#### Problem to work on
Identify every line in the data that contains the word "tree", and copy each of those lines.
[Start of Dataset content]
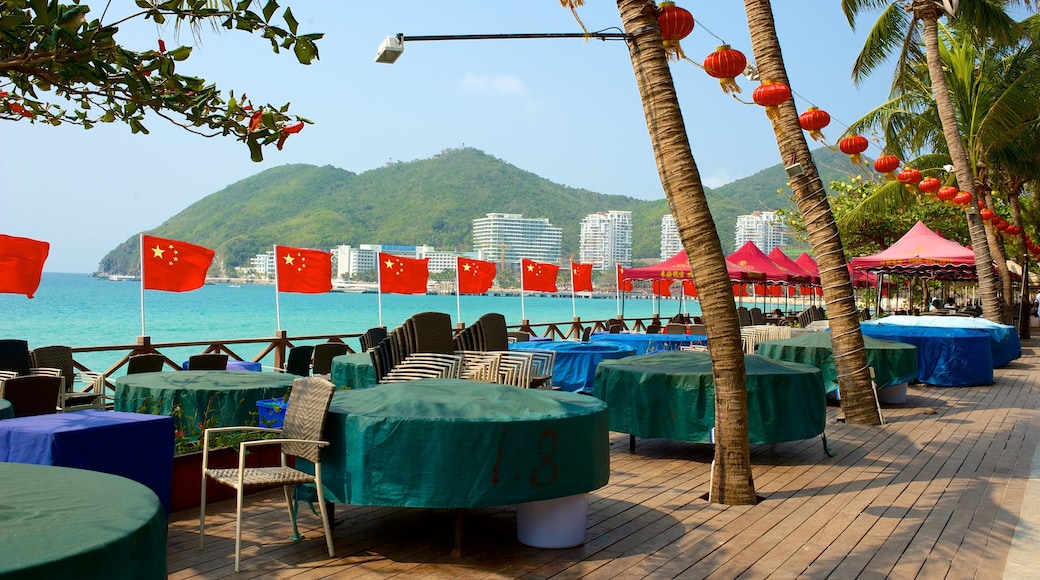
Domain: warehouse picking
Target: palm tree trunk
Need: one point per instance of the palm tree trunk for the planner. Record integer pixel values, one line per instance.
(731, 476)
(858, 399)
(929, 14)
[End of Dataset content]
[Start of Dataset content]
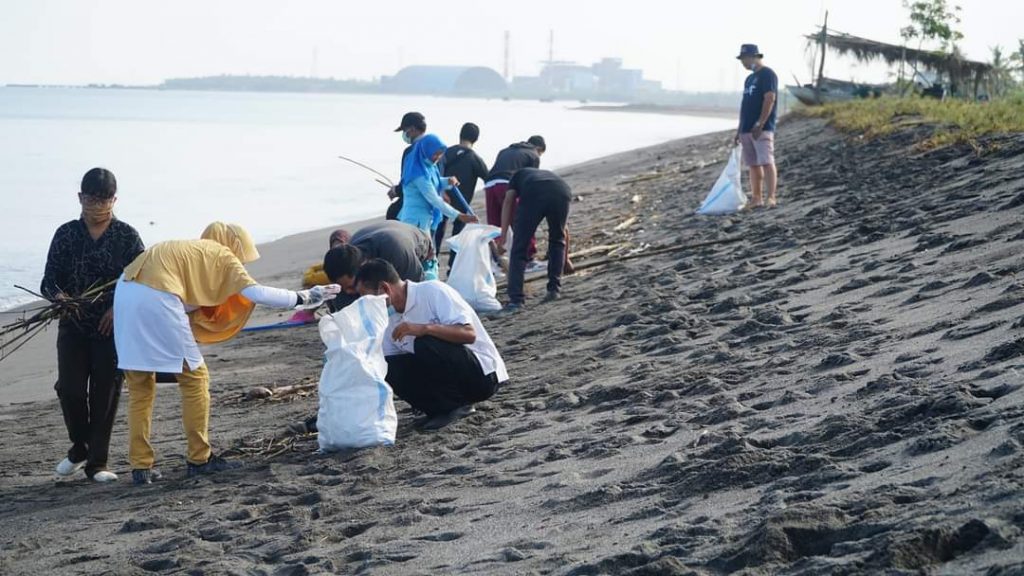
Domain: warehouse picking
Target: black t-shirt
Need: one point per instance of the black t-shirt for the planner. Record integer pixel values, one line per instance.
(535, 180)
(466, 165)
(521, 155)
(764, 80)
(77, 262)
[End of Dataset content]
[Start of Dataset content]
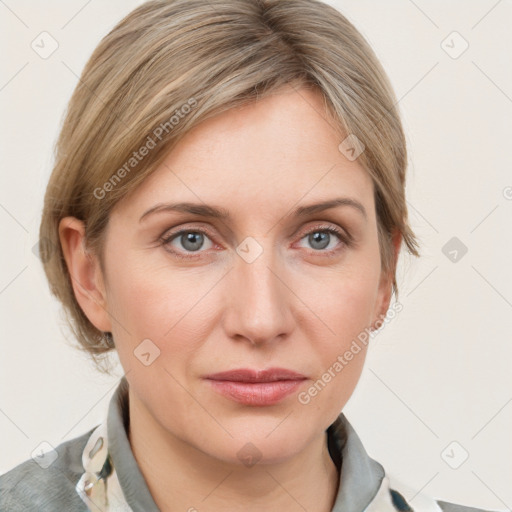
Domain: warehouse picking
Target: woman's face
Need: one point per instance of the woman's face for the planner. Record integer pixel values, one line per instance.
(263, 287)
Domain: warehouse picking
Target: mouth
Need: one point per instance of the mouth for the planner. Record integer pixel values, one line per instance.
[End of Dataset content]
#### Solution
Target: palm tree trunk
Need: one point per instance of the palm tree trunk for the planner. Record integer pixel values, one line per instance.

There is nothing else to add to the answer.